[WHAT YOU NEED TO DO]:
Locate the line that contains "# locate sausage: put a pin on each instance.", then copy it and all later lines of the data below exactly, through the last one.

START INFORMATION SUPPLIED

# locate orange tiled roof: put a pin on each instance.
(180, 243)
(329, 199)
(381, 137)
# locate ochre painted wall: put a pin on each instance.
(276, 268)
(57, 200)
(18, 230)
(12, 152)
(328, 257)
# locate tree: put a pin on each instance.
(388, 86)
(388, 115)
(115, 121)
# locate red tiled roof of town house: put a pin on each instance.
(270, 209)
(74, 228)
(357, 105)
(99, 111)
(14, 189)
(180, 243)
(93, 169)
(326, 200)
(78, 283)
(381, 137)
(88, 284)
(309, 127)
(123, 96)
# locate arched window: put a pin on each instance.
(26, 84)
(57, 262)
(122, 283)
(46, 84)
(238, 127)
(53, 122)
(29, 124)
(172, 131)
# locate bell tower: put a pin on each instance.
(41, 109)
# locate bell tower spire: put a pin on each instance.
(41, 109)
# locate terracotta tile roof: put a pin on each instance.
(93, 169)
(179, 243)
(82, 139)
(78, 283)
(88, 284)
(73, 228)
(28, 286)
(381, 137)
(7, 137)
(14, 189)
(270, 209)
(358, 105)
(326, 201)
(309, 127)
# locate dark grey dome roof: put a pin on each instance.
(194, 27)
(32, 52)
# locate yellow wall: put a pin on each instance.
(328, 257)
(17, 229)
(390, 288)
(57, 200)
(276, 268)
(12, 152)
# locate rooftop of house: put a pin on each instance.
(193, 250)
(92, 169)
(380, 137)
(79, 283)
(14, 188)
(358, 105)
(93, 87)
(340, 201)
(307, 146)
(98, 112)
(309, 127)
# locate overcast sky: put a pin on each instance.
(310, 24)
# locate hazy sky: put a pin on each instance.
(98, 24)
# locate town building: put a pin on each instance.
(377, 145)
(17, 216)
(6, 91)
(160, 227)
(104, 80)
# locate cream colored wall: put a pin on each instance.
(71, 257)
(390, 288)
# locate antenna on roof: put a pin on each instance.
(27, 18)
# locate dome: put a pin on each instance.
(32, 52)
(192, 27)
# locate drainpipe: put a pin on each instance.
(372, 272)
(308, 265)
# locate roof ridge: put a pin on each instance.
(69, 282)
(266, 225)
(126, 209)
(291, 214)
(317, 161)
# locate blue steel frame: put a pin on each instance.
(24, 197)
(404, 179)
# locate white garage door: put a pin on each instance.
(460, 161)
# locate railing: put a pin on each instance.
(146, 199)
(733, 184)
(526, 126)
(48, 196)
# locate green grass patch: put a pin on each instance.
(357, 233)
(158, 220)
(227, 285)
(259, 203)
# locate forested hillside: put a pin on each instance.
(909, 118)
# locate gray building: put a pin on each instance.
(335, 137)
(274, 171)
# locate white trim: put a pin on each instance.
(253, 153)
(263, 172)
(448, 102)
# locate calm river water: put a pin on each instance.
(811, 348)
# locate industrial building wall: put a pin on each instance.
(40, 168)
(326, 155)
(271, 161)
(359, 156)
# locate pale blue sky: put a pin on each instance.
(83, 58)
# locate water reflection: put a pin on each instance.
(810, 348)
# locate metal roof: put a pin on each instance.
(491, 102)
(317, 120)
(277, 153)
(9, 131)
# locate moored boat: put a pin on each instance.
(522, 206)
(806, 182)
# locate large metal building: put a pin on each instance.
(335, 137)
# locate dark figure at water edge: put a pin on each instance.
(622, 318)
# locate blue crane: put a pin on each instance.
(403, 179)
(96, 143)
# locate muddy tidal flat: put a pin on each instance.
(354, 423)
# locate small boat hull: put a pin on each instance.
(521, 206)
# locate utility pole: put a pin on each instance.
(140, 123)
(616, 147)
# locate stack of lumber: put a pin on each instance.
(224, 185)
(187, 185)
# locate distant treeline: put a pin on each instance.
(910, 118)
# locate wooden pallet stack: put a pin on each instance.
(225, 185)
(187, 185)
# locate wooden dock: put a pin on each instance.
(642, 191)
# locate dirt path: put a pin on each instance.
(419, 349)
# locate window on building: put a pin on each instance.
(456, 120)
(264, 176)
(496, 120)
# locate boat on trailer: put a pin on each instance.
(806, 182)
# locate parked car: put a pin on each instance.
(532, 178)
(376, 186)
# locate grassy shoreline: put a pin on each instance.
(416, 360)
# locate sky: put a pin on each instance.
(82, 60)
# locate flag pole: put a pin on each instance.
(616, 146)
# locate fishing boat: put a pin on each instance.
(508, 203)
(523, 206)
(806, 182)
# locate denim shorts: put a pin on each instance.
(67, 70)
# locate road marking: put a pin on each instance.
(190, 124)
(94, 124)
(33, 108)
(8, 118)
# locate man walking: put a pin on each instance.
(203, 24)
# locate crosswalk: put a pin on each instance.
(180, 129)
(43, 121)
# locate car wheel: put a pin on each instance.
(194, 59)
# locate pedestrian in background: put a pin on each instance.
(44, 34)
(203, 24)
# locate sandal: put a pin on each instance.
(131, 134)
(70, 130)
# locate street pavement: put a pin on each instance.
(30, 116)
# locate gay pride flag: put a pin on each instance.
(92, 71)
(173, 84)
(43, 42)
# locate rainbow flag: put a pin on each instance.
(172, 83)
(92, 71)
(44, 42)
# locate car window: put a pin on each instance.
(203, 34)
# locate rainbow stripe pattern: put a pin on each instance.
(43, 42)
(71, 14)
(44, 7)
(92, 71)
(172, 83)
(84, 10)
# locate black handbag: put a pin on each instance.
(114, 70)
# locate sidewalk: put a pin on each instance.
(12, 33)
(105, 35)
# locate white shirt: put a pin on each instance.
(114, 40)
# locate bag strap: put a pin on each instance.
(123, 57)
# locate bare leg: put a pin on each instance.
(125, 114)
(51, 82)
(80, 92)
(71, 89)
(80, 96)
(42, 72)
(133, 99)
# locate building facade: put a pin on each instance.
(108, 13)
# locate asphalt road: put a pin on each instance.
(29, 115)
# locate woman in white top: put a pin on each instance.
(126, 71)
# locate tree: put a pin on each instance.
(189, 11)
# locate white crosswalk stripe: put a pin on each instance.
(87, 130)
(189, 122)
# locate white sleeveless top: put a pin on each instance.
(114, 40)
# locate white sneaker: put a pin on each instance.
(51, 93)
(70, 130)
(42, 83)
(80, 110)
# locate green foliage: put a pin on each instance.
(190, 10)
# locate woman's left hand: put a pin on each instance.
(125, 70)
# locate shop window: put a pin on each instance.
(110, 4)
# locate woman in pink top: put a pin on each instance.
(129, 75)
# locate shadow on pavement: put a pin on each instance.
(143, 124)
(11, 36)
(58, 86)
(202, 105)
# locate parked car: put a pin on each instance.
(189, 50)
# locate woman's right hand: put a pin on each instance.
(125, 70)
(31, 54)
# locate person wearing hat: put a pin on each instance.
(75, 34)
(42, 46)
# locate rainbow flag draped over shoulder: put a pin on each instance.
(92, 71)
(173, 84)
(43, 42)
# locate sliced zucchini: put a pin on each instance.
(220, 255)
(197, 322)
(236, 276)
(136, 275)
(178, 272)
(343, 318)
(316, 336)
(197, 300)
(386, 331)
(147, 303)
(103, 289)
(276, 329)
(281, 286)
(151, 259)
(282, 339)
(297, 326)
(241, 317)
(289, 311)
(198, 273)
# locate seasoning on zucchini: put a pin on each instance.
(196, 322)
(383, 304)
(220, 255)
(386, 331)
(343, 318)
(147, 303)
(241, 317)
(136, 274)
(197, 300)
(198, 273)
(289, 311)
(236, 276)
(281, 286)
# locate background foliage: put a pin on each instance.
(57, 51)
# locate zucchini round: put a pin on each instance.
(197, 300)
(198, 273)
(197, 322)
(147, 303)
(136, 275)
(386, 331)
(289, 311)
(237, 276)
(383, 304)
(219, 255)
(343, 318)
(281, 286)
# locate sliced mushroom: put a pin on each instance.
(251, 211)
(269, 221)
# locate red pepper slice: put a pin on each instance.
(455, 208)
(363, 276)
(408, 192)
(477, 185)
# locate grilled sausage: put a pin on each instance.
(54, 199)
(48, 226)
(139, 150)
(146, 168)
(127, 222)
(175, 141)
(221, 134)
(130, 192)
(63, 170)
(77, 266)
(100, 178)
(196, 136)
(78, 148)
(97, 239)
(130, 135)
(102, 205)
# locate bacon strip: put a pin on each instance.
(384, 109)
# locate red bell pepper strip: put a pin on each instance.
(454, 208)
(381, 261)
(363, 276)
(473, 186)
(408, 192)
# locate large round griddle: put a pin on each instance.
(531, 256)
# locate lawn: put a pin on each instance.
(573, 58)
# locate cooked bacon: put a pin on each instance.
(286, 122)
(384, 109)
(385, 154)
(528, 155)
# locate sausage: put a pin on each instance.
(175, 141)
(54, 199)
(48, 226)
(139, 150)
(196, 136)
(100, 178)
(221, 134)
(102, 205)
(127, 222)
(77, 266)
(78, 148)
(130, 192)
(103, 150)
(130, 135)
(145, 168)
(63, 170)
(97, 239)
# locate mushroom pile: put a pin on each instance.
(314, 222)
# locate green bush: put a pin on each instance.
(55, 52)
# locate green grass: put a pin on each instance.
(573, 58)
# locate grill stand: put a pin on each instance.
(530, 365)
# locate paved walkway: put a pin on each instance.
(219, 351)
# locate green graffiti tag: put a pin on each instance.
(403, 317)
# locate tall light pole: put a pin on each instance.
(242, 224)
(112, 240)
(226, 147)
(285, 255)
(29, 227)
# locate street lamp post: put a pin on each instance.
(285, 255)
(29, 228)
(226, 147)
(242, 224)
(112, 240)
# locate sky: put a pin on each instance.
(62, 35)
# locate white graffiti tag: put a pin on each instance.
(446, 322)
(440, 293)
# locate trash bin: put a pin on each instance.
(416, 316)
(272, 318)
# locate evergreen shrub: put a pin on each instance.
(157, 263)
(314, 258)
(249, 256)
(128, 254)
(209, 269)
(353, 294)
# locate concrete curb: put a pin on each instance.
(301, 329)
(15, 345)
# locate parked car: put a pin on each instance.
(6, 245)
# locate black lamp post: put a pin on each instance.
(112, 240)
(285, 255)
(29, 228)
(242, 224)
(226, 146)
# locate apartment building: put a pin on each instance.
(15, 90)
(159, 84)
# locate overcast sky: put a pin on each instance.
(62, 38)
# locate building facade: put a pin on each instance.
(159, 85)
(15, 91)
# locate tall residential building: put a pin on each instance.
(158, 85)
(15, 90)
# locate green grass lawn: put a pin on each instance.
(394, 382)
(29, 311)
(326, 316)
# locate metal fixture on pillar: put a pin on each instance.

END INFORMATION SUPPLIED

[RESPONSE TO THE EXERCISE]:
# locate sausage: put a pin on each instance.
(175, 141)
(54, 199)
(48, 226)
(139, 150)
(196, 136)
(100, 178)
(221, 134)
(102, 205)
(127, 222)
(77, 266)
(78, 148)
(130, 192)
(103, 150)
(130, 135)
(145, 168)
(63, 170)
(97, 239)
# locate mushroom pile: put a pin on each instance.
(314, 222)
# locate green bush: put a pin on each instance.
(55, 52)
# locate green grass: put a pin on each instance.
(573, 58)
# locate grill stand: put a pin on each instance.
(530, 365)
# locate paved walkway: put a pin on each instance.
(219, 351)
# locate green graffiti tag: put a pin on each instance.
(403, 317)
# locate tall light pole: put a pin on each instance.
(242, 224)
(112, 240)
(226, 147)
(285, 255)
(29, 227)
# locate street lamp post: put a pin on each instance.
(285, 255)
(29, 228)
(226, 147)
(242, 224)
(112, 240)
# locate sky: put a pin on each instance.
(62, 35)
# locate white graffiti tag: put a pin on each instance.
(446, 322)
(440, 293)
# locate trash bin: put a pin on each instance.
(416, 316)
(272, 318)
# locate evergreen shrub: put a pin on each instance.
(157, 263)
(314, 258)
(249, 256)
(128, 254)
(209, 269)
(353, 294)
# locate concrete curb: put a pin on each instance.
(301, 329)
(15, 345)
# locate parked car: put a pin on each instance.
(6, 245)
# locate black lamp post: put a pin on each instance.
(112, 240)
(285, 255)
(29, 228)
(242, 224)
(226, 146)
# locate apartment building: put a pin on each instance.
(15, 90)
(159, 84)
# locate overcast sky: put a pin on each instance.
(62, 38)
# locate building facade: put a pin on each instance.
(159, 85)
(15, 91)
# locate tall residential building: put a pin on each instance.
(158, 85)
(15, 90)
# locate green grass lawn: put a pin on each instance.
(394, 382)
(29, 311)
(326, 316)
# locate metal fixture on pillar: put a pin on each instance.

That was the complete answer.